About this task
Please check every line of the listing for "water" and copy each line where it is found.

Extracted information
============

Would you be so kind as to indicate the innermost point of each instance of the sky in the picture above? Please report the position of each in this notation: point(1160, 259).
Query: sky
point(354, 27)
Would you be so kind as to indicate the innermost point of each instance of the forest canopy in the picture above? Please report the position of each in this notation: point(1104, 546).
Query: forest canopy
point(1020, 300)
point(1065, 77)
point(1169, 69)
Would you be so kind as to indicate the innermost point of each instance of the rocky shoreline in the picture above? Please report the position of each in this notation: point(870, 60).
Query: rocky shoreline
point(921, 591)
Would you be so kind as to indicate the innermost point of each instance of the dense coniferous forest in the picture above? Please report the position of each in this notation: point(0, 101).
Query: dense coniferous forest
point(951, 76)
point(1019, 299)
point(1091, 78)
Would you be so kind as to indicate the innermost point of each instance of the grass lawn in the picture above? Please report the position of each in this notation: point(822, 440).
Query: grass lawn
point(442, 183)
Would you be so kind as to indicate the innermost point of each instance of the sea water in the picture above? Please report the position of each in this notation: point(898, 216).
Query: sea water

============

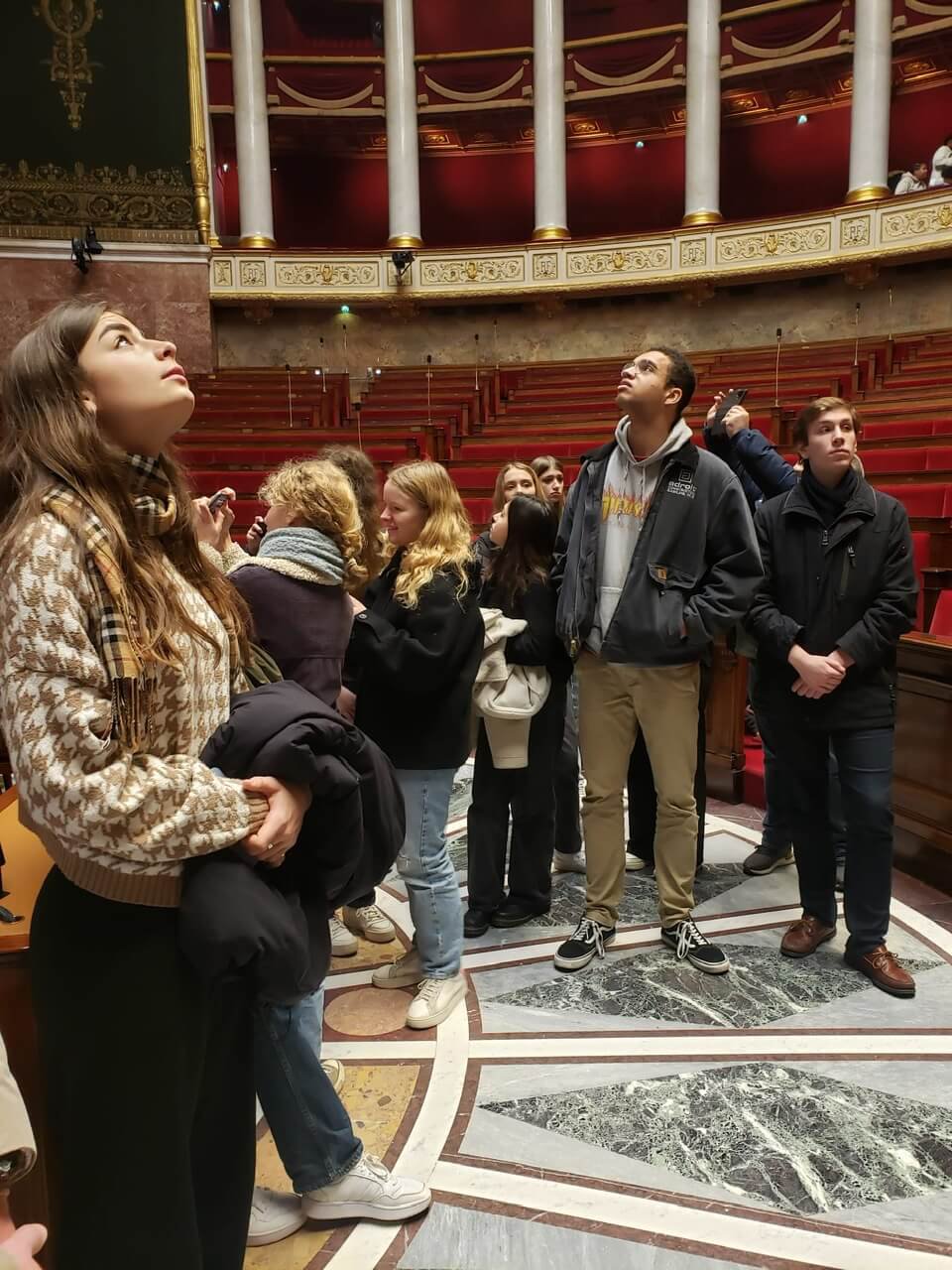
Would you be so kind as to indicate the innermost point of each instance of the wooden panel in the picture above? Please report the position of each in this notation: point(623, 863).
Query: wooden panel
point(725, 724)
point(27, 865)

============

Task response
Would you be so kind as to indicate the innermost point of each instance of the sea water in the picture above? Please report the position of each in this notation: point(898, 216).
Query: sea water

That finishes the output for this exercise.